• Doel van oefening: Citeer alsjeblieft uit de tekst over fulvinezuur het stuk dat begint bij "Voorbeeld van een" en doorloopt tot en met "fenol- en carboxylsubstituenten.".

• Te lezen tekst:
Fulvinezuur is een substantie met een lager molecuulgewicht en hoger zuurstofgehalte dan andere humussubstanties. Het gebruikt in de landbouw als aanvulling op de bodem en soms als voedingssupplement voor mens of dier. Als voedingssupplement kan fulvinezuur een vloeibaar component zijn van minerale colloïden. Fulvinezuur is een poly-elektrolyt en diffundeert gemakkelijker door membranen dan andere colloïden.

Humussubstanties

Humussubstanties worden gevormd door de microbiële afbraak van plantenmateriaal, zoals lignine. Fulvinezuur wordt gewonnen uit water en de bodem. De precieze eigenschappen en de structuur in een bepaald monster zijn afhankelijk van de bron, en de manier waarop het gewonnen is. Desondanks zijn de gemiddelde eigenschappen van humus-substanties uit verschillende bronnen opmerkelijk gelijk.

Humussubstanties uit de bodem en sedimenten kunnen worden onderverdeeld in drie grote fracties: Humuszuren, fulvinezuren, en humine. Humus- en fulvinezuur worden geëxtraheerd als een colloïdale mix van grond en andere vaste stoffen in een sterk basische, waterige oplossing van natrium- of kaliumhydroxide. Humuszuren worden neergeslagen uit deze oplossing door met zoutzuur de pH op 1 te brengen, waardoor het fulvinezuur in oplossing overblijft. Dit is bovendien het praktische onderscheid tussen humus- en fulvinezuur. Humine is onoplosbaar in verdunde alkali. Het alcohol-oplosbare gedeelte van de humusfractie wordt over het algemeen 'humuszuur' genoemd. Zogenaamde 'grijze humuszuren' (GHA, Engels: Gray Humic Acids) zijn oplosbaar in alkalische media met een lage ionconcentratie. 'Bruine humuszuren' (BHA, Engels: Brown Humic Acids), zijn oplosbaar in alkalische omstandigheden, onafhankelijk van ionsterkte. Fulvinezuren (FA) zijn oplosbaar onafhankelijk van pH en ionconcentratie. [2] Vloeistofchromatografie en vloeistof-vloeistof extractie kunnen worden gebruikt om de componenten waaruit humussubstantie bestaat te scheiden. Geïdentificeerde stoffen omvatten mono-, di-en tri-hydroxy-vetzuren, dicarbonzuren, lineaire alcoholen, fenolische zuren en terpenen. [3]

Samenstelling

Voorbeeld van een typisch humuszuur, met een verscheidenheid aan functionaliteiten zoals chinon, fenol, catechol en suikergroepen[1]

Een typische humussubstantie is een mengsel van vele moleculen, waarvan sommige gebaseerd zijn op een motief van aromatische kernen met onderling verbonden fenol- en carboxylsubstituenten.

• Vastgelegde gegevens:
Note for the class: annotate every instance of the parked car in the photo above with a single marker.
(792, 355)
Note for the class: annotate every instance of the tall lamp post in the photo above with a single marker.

• Antwoord op oefening:
Voorbeeld van een typisch humuszuur, met een verscheidenheid aan functionaliteiten zoals chinon, fenol, catechol en suikergroepen[1]

Een typische humussubstantie is een mengsel van vele moleculen, waarvan sommige gebaseerd zijn op een motief van aromatische kernen met onderling verbonden fenol- en carboxylsubstituenten.